* _Point annotation dataset records_
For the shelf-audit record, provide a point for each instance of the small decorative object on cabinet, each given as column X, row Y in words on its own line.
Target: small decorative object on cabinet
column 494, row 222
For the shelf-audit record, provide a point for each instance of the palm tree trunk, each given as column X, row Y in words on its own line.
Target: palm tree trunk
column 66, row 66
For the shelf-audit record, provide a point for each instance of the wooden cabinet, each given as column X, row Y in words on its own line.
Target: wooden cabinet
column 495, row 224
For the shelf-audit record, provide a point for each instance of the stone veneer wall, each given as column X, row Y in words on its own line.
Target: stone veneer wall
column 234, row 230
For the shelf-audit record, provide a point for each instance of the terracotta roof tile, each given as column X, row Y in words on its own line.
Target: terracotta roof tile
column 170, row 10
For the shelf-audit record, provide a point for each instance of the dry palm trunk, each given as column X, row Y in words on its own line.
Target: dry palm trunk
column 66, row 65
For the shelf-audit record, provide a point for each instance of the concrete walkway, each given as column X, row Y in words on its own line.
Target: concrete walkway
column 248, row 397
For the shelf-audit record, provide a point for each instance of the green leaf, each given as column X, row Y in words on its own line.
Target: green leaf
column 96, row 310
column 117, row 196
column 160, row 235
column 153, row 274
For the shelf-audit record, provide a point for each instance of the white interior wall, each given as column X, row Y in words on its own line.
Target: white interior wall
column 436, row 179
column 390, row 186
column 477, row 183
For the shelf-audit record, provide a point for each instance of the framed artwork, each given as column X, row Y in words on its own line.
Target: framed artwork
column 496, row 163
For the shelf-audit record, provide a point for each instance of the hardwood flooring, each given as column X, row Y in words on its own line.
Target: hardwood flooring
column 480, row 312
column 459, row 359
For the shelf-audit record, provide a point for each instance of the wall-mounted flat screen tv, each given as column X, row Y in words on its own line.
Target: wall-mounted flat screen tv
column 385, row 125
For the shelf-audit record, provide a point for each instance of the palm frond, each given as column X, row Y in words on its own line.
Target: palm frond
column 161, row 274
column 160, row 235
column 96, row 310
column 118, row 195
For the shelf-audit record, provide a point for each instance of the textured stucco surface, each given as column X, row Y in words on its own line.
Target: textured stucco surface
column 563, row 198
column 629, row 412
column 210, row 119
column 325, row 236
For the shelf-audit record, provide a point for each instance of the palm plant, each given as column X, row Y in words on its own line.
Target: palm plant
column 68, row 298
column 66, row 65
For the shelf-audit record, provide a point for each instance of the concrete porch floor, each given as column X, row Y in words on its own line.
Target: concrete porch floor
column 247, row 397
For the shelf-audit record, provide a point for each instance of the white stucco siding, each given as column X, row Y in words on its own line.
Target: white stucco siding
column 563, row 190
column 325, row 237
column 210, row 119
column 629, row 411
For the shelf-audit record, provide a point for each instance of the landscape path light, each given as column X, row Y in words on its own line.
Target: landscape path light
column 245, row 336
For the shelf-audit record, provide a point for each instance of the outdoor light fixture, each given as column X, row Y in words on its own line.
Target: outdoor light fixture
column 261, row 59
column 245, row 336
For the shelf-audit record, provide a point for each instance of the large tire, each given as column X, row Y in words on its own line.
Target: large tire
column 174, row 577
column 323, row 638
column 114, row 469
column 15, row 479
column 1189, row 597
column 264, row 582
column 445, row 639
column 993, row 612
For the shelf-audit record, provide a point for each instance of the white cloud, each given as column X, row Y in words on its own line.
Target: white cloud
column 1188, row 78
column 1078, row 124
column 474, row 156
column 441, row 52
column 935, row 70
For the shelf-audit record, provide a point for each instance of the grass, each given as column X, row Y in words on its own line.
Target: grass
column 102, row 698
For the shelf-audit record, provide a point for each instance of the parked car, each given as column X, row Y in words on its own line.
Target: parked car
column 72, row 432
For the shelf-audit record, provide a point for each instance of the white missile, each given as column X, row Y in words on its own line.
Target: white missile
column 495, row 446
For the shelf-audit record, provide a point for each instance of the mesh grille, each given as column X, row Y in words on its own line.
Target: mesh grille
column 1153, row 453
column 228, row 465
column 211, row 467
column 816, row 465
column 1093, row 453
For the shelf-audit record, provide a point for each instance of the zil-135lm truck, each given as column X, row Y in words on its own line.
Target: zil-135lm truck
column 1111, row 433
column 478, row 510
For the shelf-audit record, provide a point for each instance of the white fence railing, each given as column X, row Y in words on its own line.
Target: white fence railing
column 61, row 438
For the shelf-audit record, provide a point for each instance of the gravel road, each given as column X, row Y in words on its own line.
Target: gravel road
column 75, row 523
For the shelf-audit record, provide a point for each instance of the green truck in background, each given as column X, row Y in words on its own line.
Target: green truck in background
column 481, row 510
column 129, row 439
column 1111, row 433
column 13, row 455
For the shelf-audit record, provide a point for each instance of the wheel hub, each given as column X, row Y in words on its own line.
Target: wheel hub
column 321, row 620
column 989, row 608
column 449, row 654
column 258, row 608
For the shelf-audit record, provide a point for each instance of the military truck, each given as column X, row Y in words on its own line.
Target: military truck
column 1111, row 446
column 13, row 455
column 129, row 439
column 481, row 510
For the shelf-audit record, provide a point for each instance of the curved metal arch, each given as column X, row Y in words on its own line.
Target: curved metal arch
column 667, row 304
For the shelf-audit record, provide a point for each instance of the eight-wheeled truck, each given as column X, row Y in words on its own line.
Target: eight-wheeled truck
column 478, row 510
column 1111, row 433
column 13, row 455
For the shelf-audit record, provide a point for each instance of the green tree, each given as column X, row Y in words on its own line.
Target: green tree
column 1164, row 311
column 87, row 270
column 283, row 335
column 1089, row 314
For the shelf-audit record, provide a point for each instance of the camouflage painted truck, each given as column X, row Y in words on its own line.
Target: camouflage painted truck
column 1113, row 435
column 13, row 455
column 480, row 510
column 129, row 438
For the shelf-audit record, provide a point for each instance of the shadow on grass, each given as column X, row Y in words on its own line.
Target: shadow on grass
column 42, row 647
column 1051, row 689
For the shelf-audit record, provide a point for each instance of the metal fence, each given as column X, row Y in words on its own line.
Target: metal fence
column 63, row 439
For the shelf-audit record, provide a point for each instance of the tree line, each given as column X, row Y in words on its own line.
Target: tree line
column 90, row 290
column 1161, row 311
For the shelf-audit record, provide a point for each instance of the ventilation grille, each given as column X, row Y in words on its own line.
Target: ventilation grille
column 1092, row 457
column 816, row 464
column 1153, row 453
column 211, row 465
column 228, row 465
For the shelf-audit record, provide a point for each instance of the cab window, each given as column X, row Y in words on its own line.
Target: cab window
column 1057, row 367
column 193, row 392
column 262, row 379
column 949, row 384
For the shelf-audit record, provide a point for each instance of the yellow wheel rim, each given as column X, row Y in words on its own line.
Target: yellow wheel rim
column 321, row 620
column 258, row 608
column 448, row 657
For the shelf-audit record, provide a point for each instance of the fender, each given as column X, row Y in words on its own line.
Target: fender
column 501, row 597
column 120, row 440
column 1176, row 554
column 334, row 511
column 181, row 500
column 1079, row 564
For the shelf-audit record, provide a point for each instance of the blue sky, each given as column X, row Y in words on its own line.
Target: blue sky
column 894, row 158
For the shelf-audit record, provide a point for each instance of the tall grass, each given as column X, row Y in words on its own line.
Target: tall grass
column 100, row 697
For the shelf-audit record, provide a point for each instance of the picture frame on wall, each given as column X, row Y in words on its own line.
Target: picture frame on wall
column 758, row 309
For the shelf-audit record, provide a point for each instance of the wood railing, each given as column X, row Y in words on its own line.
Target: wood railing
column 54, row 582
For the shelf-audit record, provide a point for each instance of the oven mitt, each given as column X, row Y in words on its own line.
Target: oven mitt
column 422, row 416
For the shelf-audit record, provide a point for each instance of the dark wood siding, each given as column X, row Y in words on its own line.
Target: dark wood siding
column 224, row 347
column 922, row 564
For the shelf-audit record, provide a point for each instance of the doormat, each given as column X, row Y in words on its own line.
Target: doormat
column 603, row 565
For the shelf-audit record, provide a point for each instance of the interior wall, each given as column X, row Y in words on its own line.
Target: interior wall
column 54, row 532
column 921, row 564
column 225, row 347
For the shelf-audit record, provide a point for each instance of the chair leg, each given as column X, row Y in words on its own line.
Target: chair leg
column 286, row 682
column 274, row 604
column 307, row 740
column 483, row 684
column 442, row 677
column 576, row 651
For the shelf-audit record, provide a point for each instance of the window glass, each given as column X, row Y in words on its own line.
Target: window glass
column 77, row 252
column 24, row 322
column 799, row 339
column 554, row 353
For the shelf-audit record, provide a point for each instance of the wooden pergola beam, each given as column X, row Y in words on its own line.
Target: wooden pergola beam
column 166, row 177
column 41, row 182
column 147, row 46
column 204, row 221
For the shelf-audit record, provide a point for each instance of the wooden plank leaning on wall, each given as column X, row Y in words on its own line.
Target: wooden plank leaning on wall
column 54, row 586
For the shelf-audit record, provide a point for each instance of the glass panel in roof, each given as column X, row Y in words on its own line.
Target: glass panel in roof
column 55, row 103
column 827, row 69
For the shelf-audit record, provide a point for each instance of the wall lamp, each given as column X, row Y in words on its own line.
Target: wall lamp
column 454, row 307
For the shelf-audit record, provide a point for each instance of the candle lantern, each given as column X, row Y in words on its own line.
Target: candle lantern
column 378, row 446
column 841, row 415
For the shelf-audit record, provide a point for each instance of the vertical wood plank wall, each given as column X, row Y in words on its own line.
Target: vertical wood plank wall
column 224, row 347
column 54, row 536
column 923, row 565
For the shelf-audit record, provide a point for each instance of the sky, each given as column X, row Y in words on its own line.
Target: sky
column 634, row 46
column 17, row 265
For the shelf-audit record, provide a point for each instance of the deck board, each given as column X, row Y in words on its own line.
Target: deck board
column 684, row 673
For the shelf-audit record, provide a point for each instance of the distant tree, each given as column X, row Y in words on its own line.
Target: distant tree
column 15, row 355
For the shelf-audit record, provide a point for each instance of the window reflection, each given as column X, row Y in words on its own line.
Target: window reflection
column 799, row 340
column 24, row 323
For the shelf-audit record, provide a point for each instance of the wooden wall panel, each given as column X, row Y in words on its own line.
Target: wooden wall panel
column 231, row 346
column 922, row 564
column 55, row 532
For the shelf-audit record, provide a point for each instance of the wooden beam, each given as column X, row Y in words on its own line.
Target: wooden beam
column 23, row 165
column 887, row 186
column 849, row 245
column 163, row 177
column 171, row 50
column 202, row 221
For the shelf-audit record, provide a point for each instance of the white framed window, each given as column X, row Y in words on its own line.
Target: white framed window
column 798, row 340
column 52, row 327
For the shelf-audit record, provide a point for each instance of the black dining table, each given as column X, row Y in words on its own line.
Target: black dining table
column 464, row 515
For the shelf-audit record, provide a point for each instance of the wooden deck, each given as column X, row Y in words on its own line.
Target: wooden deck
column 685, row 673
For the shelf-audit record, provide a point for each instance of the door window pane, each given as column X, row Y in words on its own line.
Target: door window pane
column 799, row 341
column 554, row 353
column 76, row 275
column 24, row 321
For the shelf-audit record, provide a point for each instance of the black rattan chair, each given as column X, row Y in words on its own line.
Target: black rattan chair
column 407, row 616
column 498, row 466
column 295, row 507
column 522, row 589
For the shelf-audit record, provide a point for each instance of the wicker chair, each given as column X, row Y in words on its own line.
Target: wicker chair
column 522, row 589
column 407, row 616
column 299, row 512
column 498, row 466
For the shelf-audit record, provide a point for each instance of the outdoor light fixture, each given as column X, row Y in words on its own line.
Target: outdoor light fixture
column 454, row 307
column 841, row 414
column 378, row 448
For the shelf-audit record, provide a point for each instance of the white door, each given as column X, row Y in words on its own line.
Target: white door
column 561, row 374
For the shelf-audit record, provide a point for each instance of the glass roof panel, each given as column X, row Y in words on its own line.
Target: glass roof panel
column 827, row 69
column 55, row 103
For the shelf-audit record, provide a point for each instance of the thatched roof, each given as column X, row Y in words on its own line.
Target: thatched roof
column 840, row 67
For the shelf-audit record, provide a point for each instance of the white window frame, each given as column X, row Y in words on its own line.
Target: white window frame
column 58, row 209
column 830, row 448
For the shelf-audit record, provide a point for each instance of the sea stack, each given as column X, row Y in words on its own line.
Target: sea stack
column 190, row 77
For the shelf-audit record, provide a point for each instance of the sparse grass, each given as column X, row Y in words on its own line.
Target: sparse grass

* _Task instructions_
Copy the lines of the listing above from the one containing "of the gravel" through the one containing "column 75, row 523", inclusive, without changing them.

* _Answer below_
For the shelf-audit record, provide a point for each instance of the gravel road, each given as column X, row Y in words on its own line.
Target: gravel road
column 75, row 523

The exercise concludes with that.